Excerpted data =>

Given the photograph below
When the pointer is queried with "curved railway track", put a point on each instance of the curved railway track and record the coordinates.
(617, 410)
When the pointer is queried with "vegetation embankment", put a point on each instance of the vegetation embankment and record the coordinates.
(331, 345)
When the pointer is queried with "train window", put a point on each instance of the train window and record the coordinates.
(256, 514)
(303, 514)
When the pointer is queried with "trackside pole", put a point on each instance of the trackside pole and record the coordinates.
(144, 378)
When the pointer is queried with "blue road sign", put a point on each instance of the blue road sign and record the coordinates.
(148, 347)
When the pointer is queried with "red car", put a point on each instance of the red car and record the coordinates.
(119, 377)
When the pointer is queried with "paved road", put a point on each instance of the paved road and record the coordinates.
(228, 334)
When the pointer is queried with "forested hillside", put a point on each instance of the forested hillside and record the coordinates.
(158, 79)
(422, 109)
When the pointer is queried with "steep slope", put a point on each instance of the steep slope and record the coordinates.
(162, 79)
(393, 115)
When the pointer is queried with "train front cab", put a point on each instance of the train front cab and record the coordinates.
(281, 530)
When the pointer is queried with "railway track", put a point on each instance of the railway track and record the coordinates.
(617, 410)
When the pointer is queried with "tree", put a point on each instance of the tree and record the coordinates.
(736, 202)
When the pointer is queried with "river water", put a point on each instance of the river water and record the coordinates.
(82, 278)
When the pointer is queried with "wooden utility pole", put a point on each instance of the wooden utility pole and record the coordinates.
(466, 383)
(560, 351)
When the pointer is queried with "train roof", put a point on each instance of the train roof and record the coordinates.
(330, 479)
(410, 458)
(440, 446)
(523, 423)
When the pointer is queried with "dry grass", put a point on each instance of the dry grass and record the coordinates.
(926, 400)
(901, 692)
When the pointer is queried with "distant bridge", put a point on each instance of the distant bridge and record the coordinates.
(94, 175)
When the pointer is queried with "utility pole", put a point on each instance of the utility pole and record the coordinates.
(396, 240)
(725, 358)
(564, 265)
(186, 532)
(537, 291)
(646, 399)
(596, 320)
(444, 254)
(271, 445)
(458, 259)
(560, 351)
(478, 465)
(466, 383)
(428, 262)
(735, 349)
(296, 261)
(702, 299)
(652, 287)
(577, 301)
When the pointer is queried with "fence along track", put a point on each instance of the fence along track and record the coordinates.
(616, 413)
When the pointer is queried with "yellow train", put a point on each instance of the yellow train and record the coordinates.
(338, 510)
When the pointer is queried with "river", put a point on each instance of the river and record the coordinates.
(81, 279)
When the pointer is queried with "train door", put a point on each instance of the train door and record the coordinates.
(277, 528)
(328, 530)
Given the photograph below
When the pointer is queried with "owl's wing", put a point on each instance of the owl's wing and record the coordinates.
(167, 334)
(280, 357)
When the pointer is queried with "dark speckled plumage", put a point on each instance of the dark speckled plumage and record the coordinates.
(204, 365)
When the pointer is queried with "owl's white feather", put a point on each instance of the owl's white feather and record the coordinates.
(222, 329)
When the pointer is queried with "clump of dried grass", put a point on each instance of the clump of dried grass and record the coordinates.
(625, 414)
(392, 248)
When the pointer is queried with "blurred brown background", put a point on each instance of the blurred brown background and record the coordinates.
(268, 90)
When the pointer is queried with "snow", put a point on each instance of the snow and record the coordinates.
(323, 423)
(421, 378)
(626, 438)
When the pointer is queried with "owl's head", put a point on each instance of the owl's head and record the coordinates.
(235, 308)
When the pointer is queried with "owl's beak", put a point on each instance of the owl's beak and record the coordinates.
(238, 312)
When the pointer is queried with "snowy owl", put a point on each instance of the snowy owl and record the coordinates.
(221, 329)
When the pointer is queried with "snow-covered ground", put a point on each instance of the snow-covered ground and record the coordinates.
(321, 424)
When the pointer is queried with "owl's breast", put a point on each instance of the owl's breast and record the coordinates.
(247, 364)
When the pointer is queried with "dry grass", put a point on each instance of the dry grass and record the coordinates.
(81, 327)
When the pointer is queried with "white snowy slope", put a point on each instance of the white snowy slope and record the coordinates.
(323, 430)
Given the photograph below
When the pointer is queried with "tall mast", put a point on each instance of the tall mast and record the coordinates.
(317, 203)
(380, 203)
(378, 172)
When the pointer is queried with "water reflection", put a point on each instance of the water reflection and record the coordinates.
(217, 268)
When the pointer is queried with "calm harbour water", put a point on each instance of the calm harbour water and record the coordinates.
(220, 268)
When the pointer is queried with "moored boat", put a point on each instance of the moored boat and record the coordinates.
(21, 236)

Requirement => Print out the whole listing exactly as it appears.

Finished exercise =>
Given the photograph below
When the pointer is queried with "curved railway track", put a point on each instance of the curved railway track and record the coordinates.
(617, 410)
When the pointer is queried with "vegetation embankment", put a point on each instance of the vegetation embankment and record the coordinates.
(331, 345)
When the pointer is queried with "train window", put a point on each instance of the train window and record the coordinates.
(256, 514)
(303, 514)
When the pointer is queried with "trackside pole", put a point on each instance of the trackside pole and record the coordinates.
(144, 378)
When the pointer is queried with "blue road sign", put a point on each instance of the blue road sign and record the coordinates.
(148, 347)
When the pointer is queried with "red car", put a point on each instance of the red car and record the coordinates.
(119, 377)
When the pointer is queried with "paved road", put a point on each instance of the paved road and record the coordinates.
(228, 334)
When the pointer is queried with "forested hillside", put a point on each instance of the forested hillside and record the coordinates.
(158, 79)
(422, 109)
When the pointer is queried with "steep slope", put a point on each instance of the steep slope and record the coordinates.
(162, 79)
(393, 115)
When the pointer is queried with "train front cab", put a point on each instance of the train front cab and record the coordinates.
(281, 530)
When the pointer is queried with "railway track", put a point on each instance of the railway track and record the coordinates.
(617, 410)
When the pointer is queried with "tree", put a point on each instance of the tree and record the coordinates.
(736, 202)
When the pointer is queried with "river water", put a point on each instance of the river water and record the coordinates.
(82, 278)
When the pointer is queried with "wooden utility pole", put a point on each instance of the wooden utility pole and record the coordinates.
(466, 383)
(560, 351)
When the pointer is queried with "train roof", put a point on each instance of the train roof and record the coordinates.
(330, 479)
(410, 458)
(440, 446)
(523, 423)
When the pointer is queried with "dry grass", put a point on each instance of the dry grass and record the coordinates.
(926, 400)
(901, 692)
When the pointer is queried with "distant bridge", put a point on each instance of the distant bridge and record the coordinates.
(94, 175)
When the pointer is queried with "utility pole", put a point on each instance of the utility pole and record the coordinates.
(396, 240)
(725, 358)
(564, 265)
(186, 532)
(537, 291)
(646, 399)
(596, 320)
(444, 254)
(271, 445)
(458, 259)
(560, 351)
(478, 465)
(466, 383)
(428, 262)
(735, 349)
(296, 261)
(702, 299)
(652, 287)
(577, 301)
When the pointer is queried with "fence along track", put a point on each instance of the fence along track and record the coordinates.
(616, 413)
When the pointer is queried with "yellow train", put a point on each instance of the yellow train and record the coordinates.
(338, 510)
When the pointer is queried with "river", put a point on each instance of the river and record the coordinates.
(81, 279)
When the pointer is queried with "train door", put a point on each instance of the train door and record the coordinates.
(277, 528)
(328, 530)
Given the photograph below
When the pointer is queried with "owl's wing", put a point on each instance of the owl's wing and record the coordinates.
(167, 334)
(280, 357)
When the pointer is queried with "dark speckled plumage", put a point on each instance of the dark speckled plumage and record the coordinates.
(204, 365)
When the pointer is queried with "owl's white feather", put a point on each instance of the owl's white feather and record the coordinates.
(222, 329)
When the pointer is queried with "clump of dried grass", put a point on each instance of the clump of dried grass and record the coordinates.
(625, 414)
(392, 248)
When the pointer is queried with "blurred brown background", put a point on each instance of the blurred brown background and record the coordinates.
(268, 90)
When the pointer is queried with "snow", put a point on each instance of the snow and record the coordinates.
(323, 423)
(421, 378)
(626, 438)
When the pointer is queried with "owl's head", put a point on each instance of the owl's head and record the coordinates.
(235, 308)
When the pointer is queried with "owl's beak", put a point on each instance of the owl's beak and record the coordinates.
(238, 312)
When the pointer is queried with "snowy owl", put a point on each instance of the snowy owl and record the coordinates.
(221, 329)
When the pointer is queried with "snow-covered ground", put a point on each instance of the snow-covered ground and record the coordinates.
(321, 424)
When the pointer is queried with "owl's breast", put a point on each instance of the owl's breast and record the coordinates.
(247, 364)
When the pointer is queried with "dry grass", put a point on each instance of the dry grass and record the coordinates.
(81, 327)
When the pointer is queried with "white snowy slope", put a point on each instance of the white snowy slope and record the coordinates.
(323, 430)
Given the photograph below
When the pointer is queried with "tall mast", put a point on each instance of the tall mast and record the coordinates.
(317, 203)
(380, 203)
(378, 172)
When the pointer is queried with "water reflection", put a point on each instance of the water reflection and record the coordinates.
(217, 268)
When the pointer is queried with "calm harbour water", put a point on each instance of the calm harbour water and record the coordinates.
(220, 268)
When the pointer is queried with "moored boat", put a point on each instance of the moored boat and record the coordinates.
(21, 236)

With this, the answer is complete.